Excerpted records →
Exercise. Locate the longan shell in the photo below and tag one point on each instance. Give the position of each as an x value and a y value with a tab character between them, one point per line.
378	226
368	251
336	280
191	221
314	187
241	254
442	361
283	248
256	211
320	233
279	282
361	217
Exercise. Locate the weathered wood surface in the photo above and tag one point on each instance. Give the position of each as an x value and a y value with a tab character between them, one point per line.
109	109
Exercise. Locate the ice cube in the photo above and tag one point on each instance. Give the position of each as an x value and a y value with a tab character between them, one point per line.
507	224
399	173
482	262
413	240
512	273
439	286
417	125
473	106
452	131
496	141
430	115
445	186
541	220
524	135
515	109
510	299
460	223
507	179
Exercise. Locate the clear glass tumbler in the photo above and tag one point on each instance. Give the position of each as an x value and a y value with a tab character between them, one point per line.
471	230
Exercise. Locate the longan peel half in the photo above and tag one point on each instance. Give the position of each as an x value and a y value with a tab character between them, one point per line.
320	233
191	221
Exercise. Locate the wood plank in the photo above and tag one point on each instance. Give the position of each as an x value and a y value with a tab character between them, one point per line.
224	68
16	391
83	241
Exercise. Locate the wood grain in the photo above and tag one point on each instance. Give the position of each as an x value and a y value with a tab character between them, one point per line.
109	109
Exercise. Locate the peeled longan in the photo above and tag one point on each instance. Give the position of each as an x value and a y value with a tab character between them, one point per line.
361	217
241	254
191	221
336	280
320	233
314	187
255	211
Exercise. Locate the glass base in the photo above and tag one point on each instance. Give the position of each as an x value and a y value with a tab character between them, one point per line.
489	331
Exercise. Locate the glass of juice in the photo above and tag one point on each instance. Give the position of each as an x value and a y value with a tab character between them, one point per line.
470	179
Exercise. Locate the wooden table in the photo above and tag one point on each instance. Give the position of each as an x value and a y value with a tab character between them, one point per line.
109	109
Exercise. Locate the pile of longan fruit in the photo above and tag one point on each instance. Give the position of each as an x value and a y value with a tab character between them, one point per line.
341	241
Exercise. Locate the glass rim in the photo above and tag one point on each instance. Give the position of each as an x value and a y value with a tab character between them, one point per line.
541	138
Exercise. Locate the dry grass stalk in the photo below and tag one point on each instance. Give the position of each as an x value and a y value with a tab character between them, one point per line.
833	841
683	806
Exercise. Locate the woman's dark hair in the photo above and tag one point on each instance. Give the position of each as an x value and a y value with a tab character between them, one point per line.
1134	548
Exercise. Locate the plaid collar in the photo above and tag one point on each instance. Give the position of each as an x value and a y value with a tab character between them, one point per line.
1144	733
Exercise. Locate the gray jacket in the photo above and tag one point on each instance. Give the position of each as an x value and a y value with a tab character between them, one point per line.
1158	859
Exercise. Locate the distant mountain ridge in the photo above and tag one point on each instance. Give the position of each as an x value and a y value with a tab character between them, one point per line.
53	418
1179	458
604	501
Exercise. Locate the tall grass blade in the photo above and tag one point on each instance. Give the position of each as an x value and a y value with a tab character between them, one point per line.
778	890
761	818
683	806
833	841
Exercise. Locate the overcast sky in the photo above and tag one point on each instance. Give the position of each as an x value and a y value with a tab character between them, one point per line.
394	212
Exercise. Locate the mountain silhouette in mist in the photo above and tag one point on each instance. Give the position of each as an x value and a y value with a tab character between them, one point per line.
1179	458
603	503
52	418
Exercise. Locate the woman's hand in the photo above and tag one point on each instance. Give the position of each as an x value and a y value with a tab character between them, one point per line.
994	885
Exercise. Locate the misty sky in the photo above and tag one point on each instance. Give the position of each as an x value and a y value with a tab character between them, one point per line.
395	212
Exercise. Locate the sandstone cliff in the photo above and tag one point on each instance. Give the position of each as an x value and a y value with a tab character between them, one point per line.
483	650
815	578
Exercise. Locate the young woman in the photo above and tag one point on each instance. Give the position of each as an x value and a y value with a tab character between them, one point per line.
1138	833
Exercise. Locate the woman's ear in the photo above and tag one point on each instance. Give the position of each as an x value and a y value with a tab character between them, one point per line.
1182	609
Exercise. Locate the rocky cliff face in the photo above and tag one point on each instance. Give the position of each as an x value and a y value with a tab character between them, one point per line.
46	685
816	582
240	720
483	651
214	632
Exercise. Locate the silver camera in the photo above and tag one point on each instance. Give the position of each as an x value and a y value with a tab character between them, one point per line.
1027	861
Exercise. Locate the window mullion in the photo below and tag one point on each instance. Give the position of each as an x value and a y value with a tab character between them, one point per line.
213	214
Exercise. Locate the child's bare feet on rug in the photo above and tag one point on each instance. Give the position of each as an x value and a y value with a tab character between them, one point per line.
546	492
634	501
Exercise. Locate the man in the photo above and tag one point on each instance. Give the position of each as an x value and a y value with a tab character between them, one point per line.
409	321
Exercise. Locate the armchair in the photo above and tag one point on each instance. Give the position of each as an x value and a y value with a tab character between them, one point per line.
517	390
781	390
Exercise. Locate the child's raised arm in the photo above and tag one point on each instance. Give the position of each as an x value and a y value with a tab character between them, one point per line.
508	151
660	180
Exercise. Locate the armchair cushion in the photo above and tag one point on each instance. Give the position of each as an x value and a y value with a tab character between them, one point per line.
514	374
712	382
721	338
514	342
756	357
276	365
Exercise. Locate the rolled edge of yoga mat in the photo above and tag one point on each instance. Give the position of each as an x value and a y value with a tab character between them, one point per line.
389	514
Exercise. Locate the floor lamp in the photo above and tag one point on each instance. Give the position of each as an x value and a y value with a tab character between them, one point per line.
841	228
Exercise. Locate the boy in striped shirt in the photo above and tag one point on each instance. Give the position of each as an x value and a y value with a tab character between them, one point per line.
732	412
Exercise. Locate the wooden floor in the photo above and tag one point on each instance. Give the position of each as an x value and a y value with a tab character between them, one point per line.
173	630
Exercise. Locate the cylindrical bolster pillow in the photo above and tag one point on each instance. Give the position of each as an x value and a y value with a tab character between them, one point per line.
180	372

Your instructions →
Output every entry shown above, exactly.

Response below →
Exercise. Locate the longan shell in the photo below and tag one point on each instance. Give the position of each as an x value and a y value with a tab character between them, one point per line.
378	226
368	251
336	280
191	221
314	187
241	254
442	361
283	248
256	211
320	233
279	282
361	217
Exercise. Locate the weathered wood surface in the photo above and tag one point on each instance. Give the position of each as an x value and a y value with a tab character between them, one point per line.
109	109
Exercise. Locate the ice cube in the photo above and tag one point on each instance. Give the position of each as an x value and a y value with a tab character between them, one point per line.
507	224
399	173
482	262
413	240
512	273
439	286
417	125
473	106
452	131
496	141
430	115
445	186
541	220
524	135
515	109
510	299
460	223
507	179
Exercise. Locate the clear glass tumbler in the photo above and tag one point on each instance. Give the position of each as an x value and a y value with a tab character between them, one point per line.
471	230
Exercise. Locate the longan peel half in the photo above and tag one point on each instance. Give the position of each as an x value and a y value with a tab character between them, one point per line.
320	233
191	221
Exercise. Locate the wood plank in the photo above and tag one point on each instance. Give the position of each as an x value and a y value with a tab character between them, one point per line.
224	68
16	391
83	241
Exercise. Locate the wood grain in the photo above and tag one point on each instance. Give the position of each as an x value and a y value with a tab character between them, one point per line.
109	109
Exercise. Locate the peeled longan in the photo above and tag one point on each instance. Give the position of each as an x value and a y value with a tab character between them, one point per line.
361	217
241	254
191	221
336	280
320	233
314	187
255	211
Exercise. Locate the glass base in the photo above and tag one point on each instance. Give the position of each as an x value and a y value with a tab character between them, one point per line.
489	331
Exercise. Locate the glass of juice in the photo above and tag one point on each instance. Give the position of each as an x value and a y value with a tab character between them, one point per line.
470	179
Exercise. Locate the wooden table in the photo above and tag one point on each instance. Give the position of each as an x value and a y value with a tab character between them, one point per line.
109	109
Exercise. Locate the pile of longan fruit in the photo above and tag one point on each instance. Give the position of each as an x value and a y value with a tab character between them, one point per line.
341	241
Exercise. Locate the glass rim in the photo above and tag one point on each instance. Give the position of each as an x value and a y value with a tab character between them, one point per line.
541	138
Exercise. Locate the dry grass stalk in the photo below and tag one point on each instance. Give the position of each as an x value and a y value with a tab character between them, one point per line.
833	841
683	806
Exercise. Locate the woman's dark hair in the photo above and tag one point on each instance. Give the position of each as an x value and a y value with a tab character between them, one point per line.
1134	548
Exercise. Locate the plaid collar in the photo above and tag one point on each instance. Give the position of each as an x value and a y value with a tab character between them, one point per line.
1144	733
Exercise. Locate the gray jacket in the photo above and tag one point on each instance. Give the position of each as an x value and a y value with a tab character between them, one point per line.
1158	859
Exercise. Locate the distant mountain ridge in the photo above and tag one point on each instance. Give the position of each as an x value and a y value with a tab character between them, one point per line.
53	418
1179	458
604	501
Exercise. Locate the tall grass blade in the photo above and tag one point on each instance. Give the position of each as an x value and a y value with a tab character between them, one point per line.
778	890
761	818
683	806
833	841
Exercise. Locate the overcast sky in the photo above and tag one point on each instance. Give the position of each as an x value and a y value with a tab character between them, one point per line.
394	212
Exercise. Locate the mountain silhouette in mist in the photo above and tag one point on each instance. Give the position of each as an x value and a y value with a tab character between them, one point per line.
1179	458
603	503
52	418
Exercise. Locate the woman's hand in the photo above and tag one point on each instance. Give the position of each as an x value and a y value with a tab character between them, one point per line.
994	885
Exercise. Locate the misty sky in the photo above and tag one point on each instance. Give the position of each as an x value and a y value with a tab character between them, one point per line.
395	212
Exercise. Locate the sandstone cliff in the photo above and tag one point on each instance. Give the position of each as an x value and a y value with a tab character between them, one point per line.
483	650
815	578
Exercise. Locate the young woman in the photo above and tag one point on each instance. Give the position of each as an x value and a y value with a tab character between them, one point per line.
1138	833
Exercise. Locate the woman's ear in the photo above and tag one point on each instance. Give the position of each as an x value and a y value with a tab character between them, one point per line.
1182	609
Exercise. Locate the rocky cliff face in the photo above and tag one point on each instance. Give the position of each as an x value and a y value with a tab character between them, one point per line.
46	685
816	582
240	720
483	651
214	632
Exercise. Locate the silver camera in the photo above and tag one point on each instance. Give the position of each as an x value and a y value with a tab character between them, one point per line.
1027	861
Exercise. Locate the window mullion in the photo below and tag one point on each instance. Give the position of each as an x value and a y value with a tab character between them, one point per line.
213	214
Exercise. Locate the child's bare feet on rug in the photo above and tag one point on each instance. Give the position of each as an x value and a y value with a tab character between them, one point per line.
546	492
634	501
Exercise. Locate the man in the photo above and tag one point on each instance. Give the position of each as an x value and a y value with a tab character between them, one point per line.
409	321
Exercise. Locate the armchair in the photo above and tag one point on each instance. Give the position of each as an x value and a y value with a tab character between them, one point per line.
517	390
781	390
Exercise. Locate the child's raised arm in the photo above and tag one point on each instance. Give the position of each as an x value and a y value with a tab character between them, one point per line.
508	151
660	180
Exercise. Locate the armchair cushion in the photo above and tag one point on each instance. Give the position of each as an x value and a y value with a tab character between them, one point per line.
514	374
712	382
721	338
514	342
756	357
276	365
Exercise. Locate the rolled edge of yoga mat in the photo above and tag one point on each instance. Give the position of each as an x value and a y value with a tab character between them, one point per line.
389	514
Exercise. Locate the floor lamp in the photo above and tag one point on each instance. Give the position of each as an x value and a y value with a tab character between them, one point per line.
841	228
Exercise. Locate the boy in striped shirt in the photo above and tag one point on each instance. Give the position of each as an x value and a y value with a tab character between them, one point per line.
732	412
Exercise. Locate the wooden floor in the photo above and tag one point on each instance. Give the position of each as an x value and a y value with a tab character between them, one point per line.
173	630
Exercise. Locate the cylindrical bolster pillow in the photo above and tag one point on each instance. Give the position of each as an x value and a y value with a tab character between them, one point per line.
180	372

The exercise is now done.